▶ [WORK TO COMPLETE]: Repeat each record exactly. Any picture gets left out.

▶ [SOURCE DATA]:

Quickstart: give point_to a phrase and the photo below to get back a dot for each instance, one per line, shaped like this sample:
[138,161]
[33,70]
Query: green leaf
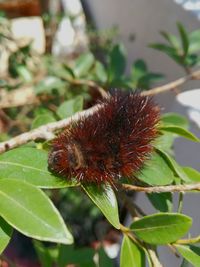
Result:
[104,198]
[139,68]
[41,120]
[172,39]
[5,234]
[192,174]
[24,73]
[48,84]
[190,253]
[161,201]
[83,64]
[117,62]
[30,165]
[156,171]
[174,165]
[100,72]
[69,107]
[31,212]
[174,119]
[180,131]
[46,255]
[184,38]
[131,254]
[82,257]
[161,228]
[194,38]
[104,260]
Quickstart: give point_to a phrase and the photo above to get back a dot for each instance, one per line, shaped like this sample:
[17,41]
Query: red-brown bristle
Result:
[113,142]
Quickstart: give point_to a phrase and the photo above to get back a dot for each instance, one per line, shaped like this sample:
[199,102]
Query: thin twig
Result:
[162,189]
[44,132]
[173,85]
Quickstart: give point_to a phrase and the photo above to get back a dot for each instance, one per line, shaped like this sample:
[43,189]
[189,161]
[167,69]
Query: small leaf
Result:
[172,39]
[83,64]
[104,198]
[184,38]
[100,72]
[180,131]
[117,62]
[69,107]
[156,171]
[104,260]
[161,201]
[45,253]
[174,119]
[30,165]
[192,174]
[5,234]
[174,165]
[48,84]
[194,38]
[131,254]
[162,228]
[41,120]
[31,212]
[190,253]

▶ [SOLUTION FOR THIS TASK]:
Quickstart: give point_to a phrase and the photo below to get back a dot for each instance, one per line, shaped like this sample:
[138,161]
[33,70]
Query: green leaf
Result:
[104,198]
[139,68]
[41,120]
[172,39]
[5,234]
[192,174]
[24,73]
[48,84]
[190,253]
[161,201]
[83,64]
[117,62]
[30,165]
[156,171]
[174,165]
[100,72]
[69,107]
[31,212]
[174,119]
[180,131]
[46,255]
[184,38]
[131,254]
[82,257]
[161,228]
[194,38]
[104,260]
Quickstart: give point_to a phrase and the photo above to get back a dot for each instance, one per line, shaped like this sample:
[17,41]
Query: red-brown bristle
Result:
[113,142]
Quickstart: give point_to a phrase and the photo above to get back a dot for each instance, one per line, shaped like this sample:
[199,102]
Query: thin twig
Result:
[162,189]
[44,132]
[173,85]
Quickstart: give point_to a phrase and the photo above to get back a dot for each instance, one per line, shaped like this sample:
[43,189]
[189,161]
[167,69]
Query: small leaf
Result:
[172,39]
[83,64]
[104,198]
[184,38]
[100,72]
[180,131]
[117,62]
[69,107]
[156,171]
[104,260]
[161,201]
[45,253]
[174,119]
[30,165]
[192,174]
[5,234]
[174,165]
[48,84]
[194,38]
[131,254]
[162,228]
[41,120]
[31,212]
[190,253]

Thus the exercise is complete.